▶ **ESERCIZIO ASSEGNATO**: Trascrivi senza modifiche le righe qui sotto, partendo da quella che contiene "stainless steel stove" e proseguendo fino a quella che contiene "left=174, top=117, right=179, bottom=138", comprese entrambe.

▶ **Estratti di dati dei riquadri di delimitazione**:
- - -
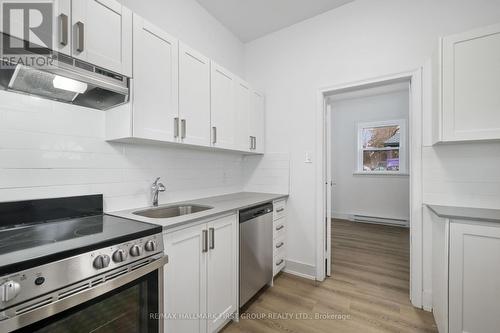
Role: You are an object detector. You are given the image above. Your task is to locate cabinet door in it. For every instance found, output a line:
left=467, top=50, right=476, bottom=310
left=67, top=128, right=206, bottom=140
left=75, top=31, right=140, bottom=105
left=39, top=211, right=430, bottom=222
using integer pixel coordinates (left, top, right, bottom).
left=72, top=0, right=132, bottom=76
left=132, top=15, right=179, bottom=142
left=249, top=91, right=265, bottom=153
left=0, top=0, right=71, bottom=55
left=164, top=224, right=207, bottom=333
left=179, top=43, right=210, bottom=146
left=449, top=222, right=500, bottom=333
left=210, top=62, right=237, bottom=149
left=442, top=25, right=500, bottom=141
left=207, top=215, right=238, bottom=332
left=233, top=80, right=253, bottom=151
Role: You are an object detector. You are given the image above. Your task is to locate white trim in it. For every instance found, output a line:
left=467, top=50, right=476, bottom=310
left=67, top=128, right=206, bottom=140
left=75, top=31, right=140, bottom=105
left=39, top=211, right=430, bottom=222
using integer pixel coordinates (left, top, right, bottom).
left=315, top=68, right=423, bottom=308
left=355, top=119, right=408, bottom=175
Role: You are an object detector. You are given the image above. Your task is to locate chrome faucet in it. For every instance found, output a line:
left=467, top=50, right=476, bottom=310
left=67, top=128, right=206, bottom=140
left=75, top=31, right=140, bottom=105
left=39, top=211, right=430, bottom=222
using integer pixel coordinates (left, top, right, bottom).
left=151, top=177, right=166, bottom=207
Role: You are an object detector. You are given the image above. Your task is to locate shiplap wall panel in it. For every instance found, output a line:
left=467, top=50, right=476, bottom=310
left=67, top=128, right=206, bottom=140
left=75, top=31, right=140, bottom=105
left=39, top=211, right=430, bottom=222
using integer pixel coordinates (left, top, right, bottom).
left=0, top=91, right=244, bottom=211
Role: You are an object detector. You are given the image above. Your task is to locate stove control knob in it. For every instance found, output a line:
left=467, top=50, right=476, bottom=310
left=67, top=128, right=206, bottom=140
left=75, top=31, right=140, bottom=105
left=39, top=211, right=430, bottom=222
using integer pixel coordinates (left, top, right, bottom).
left=130, top=245, right=142, bottom=257
left=0, top=281, right=21, bottom=302
left=113, top=249, right=128, bottom=262
left=144, top=240, right=156, bottom=252
left=94, top=254, right=110, bottom=269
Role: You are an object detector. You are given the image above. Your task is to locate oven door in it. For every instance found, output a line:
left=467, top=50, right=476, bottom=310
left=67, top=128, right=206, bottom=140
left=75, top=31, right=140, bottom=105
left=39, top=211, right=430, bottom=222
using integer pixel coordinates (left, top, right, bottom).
left=0, top=256, right=168, bottom=333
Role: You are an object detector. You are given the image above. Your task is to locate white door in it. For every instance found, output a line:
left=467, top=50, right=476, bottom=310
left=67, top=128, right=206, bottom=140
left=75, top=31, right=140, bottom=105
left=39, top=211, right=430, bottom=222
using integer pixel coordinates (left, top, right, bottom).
left=442, top=24, right=500, bottom=141
left=72, top=0, right=132, bottom=76
left=52, top=0, right=72, bottom=56
left=179, top=43, right=210, bottom=146
left=325, top=105, right=333, bottom=276
left=250, top=91, right=265, bottom=153
left=233, top=80, right=253, bottom=151
left=211, top=62, right=236, bottom=149
left=207, top=215, right=238, bottom=333
left=449, top=222, right=500, bottom=333
left=164, top=224, right=207, bottom=333
left=132, top=15, right=180, bottom=142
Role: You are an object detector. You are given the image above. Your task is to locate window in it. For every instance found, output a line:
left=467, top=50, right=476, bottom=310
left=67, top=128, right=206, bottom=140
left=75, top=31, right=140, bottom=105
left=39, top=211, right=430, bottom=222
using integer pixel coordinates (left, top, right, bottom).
left=357, top=120, right=407, bottom=174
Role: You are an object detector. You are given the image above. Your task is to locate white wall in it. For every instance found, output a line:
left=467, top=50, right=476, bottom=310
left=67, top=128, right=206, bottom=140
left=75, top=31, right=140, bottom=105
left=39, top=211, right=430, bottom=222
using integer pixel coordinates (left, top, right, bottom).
left=119, top=0, right=244, bottom=77
left=0, top=0, right=250, bottom=211
left=0, top=91, right=244, bottom=211
left=329, top=89, right=410, bottom=220
left=245, top=0, right=500, bottom=282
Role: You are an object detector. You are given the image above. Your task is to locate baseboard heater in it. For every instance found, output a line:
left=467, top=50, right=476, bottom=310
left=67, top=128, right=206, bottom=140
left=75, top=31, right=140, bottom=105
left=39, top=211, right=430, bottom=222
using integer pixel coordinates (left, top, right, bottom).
left=353, top=215, right=408, bottom=227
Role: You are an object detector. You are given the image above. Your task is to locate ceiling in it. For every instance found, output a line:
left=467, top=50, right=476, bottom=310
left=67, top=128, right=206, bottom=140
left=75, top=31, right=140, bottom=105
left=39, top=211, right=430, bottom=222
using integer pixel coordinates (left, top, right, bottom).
left=196, top=0, right=353, bottom=43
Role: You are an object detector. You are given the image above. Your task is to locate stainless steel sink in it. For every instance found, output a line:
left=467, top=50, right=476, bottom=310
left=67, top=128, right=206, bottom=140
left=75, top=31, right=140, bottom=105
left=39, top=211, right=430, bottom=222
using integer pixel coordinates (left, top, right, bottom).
left=132, top=204, right=213, bottom=219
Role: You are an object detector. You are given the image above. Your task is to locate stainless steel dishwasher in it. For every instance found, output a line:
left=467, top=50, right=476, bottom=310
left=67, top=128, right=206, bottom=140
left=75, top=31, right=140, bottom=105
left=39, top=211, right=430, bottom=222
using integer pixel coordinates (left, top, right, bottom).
left=240, top=203, right=273, bottom=308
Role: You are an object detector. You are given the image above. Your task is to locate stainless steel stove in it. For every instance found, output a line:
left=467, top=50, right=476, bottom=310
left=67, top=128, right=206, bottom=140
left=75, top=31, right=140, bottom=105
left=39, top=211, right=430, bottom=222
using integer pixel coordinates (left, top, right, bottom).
left=0, top=195, right=168, bottom=333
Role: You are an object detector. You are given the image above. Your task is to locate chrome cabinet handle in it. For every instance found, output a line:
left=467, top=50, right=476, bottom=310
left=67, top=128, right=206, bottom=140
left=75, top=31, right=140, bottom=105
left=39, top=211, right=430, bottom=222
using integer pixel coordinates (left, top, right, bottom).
left=208, top=228, right=215, bottom=250
left=181, top=119, right=186, bottom=139
left=59, top=14, right=68, bottom=46
left=76, top=21, right=85, bottom=52
left=201, top=230, right=208, bottom=252
left=174, top=117, right=179, bottom=138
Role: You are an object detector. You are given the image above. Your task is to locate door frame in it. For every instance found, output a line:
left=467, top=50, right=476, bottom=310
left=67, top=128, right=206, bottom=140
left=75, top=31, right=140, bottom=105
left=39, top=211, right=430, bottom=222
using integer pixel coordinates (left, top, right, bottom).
left=315, top=68, right=423, bottom=308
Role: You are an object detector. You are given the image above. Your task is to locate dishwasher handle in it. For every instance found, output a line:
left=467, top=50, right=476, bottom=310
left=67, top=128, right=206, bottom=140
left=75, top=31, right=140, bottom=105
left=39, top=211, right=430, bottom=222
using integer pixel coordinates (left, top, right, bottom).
left=240, top=202, right=273, bottom=223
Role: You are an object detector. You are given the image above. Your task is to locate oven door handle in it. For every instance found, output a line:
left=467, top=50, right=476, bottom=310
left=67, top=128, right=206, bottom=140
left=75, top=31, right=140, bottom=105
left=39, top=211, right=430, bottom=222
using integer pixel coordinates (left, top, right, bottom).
left=0, top=255, right=168, bottom=332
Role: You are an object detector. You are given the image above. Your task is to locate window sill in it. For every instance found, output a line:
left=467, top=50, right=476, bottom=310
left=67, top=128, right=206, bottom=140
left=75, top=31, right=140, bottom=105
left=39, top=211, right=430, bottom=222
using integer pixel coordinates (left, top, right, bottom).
left=353, top=171, right=410, bottom=177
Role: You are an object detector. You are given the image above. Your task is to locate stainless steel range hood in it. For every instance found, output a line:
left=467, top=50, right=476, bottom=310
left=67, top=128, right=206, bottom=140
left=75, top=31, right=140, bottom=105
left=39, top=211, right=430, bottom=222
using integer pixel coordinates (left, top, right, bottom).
left=0, top=34, right=129, bottom=110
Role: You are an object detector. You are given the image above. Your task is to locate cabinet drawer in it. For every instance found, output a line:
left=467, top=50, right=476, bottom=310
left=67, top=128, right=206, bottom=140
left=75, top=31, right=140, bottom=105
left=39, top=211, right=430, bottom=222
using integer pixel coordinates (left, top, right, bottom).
left=273, top=200, right=286, bottom=220
left=273, top=218, right=286, bottom=239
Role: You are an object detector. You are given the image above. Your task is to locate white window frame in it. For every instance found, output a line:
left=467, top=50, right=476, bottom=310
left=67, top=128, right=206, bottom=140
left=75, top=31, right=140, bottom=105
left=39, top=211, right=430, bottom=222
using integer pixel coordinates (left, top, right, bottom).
left=354, top=119, right=408, bottom=176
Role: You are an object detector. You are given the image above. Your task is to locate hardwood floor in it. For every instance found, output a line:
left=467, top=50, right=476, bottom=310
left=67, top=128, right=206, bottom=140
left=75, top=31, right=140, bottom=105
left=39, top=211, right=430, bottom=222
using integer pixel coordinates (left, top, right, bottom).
left=223, top=220, right=437, bottom=333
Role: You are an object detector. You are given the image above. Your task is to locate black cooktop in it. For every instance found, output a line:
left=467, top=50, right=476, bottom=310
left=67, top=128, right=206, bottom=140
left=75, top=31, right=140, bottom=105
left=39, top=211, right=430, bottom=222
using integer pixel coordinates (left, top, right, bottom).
left=0, top=195, right=162, bottom=276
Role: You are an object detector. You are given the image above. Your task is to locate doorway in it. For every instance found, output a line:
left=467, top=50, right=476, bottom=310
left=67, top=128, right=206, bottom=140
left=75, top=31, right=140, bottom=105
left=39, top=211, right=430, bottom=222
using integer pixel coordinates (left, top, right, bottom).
left=317, top=70, right=422, bottom=307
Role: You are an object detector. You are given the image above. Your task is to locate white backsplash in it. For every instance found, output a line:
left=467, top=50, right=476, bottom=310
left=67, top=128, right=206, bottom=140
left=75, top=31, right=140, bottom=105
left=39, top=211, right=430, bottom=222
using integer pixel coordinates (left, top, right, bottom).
left=243, top=153, right=290, bottom=194
left=0, top=91, right=288, bottom=211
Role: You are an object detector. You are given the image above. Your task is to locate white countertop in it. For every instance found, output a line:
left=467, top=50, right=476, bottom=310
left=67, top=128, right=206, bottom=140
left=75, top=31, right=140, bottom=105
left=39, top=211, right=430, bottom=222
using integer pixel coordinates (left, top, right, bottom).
left=107, top=192, right=288, bottom=230
left=427, top=205, right=500, bottom=222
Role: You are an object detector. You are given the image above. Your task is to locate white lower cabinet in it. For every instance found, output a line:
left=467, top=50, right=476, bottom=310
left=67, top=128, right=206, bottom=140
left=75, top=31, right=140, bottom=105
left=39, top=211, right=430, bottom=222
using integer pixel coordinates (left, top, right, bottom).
left=433, top=24, right=500, bottom=143
left=164, top=215, right=238, bottom=333
left=432, top=211, right=500, bottom=333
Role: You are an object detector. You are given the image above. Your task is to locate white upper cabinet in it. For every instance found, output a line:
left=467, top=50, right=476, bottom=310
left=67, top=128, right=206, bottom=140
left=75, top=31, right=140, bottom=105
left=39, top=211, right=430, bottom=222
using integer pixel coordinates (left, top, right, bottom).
left=436, top=24, right=500, bottom=142
left=448, top=222, right=500, bottom=333
left=132, top=15, right=180, bottom=142
left=211, top=62, right=238, bottom=149
left=233, top=80, right=253, bottom=151
left=249, top=91, right=265, bottom=154
left=71, top=0, right=132, bottom=76
left=179, top=43, right=210, bottom=146
left=207, top=215, right=239, bottom=332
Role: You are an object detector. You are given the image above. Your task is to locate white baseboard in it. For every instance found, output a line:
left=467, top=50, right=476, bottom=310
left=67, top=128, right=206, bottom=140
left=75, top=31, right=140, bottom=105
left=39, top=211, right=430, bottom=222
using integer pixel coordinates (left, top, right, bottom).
left=332, top=211, right=409, bottom=227
left=283, top=260, right=316, bottom=280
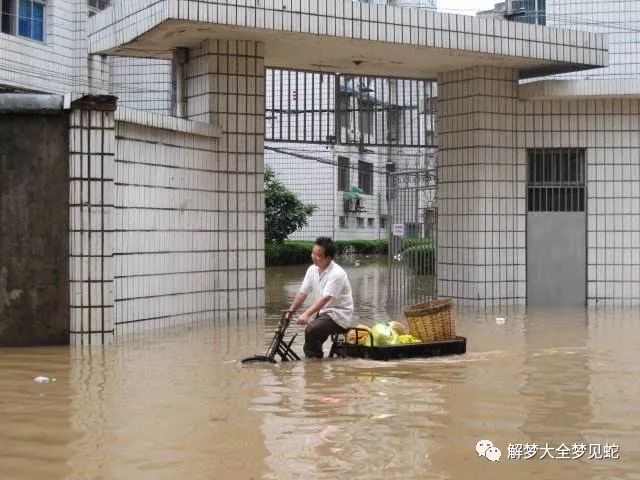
- - -
▶ **RISPOSTA**:
Role: You are an object detector. You are given the image above. Your task is to locate stainless steel stove in it. For every instance found, output a line:
left=467, top=50, right=476, bottom=310
left=67, top=128, right=206, bottom=140
left=75, top=31, right=140, bottom=105
left=39, top=211, right=430, bottom=222
using integer pixel coordinates (left, top, right, bottom).
left=0, top=195, right=168, bottom=333
Role: You are an object detector. You are given the image above. Your task is to locate chrome cabinet handle in it. For every instance found, output a line:
left=467, top=50, right=476, bottom=310
left=67, top=128, right=206, bottom=140
left=75, top=31, right=140, bottom=105
left=39, top=211, right=430, bottom=222
using integer pixel coordinates (left, top, right, bottom).
left=208, top=228, right=215, bottom=250
left=181, top=119, right=186, bottom=139
left=59, top=14, right=68, bottom=46
left=76, top=21, right=85, bottom=52
left=201, top=230, right=208, bottom=252
left=174, top=117, right=179, bottom=138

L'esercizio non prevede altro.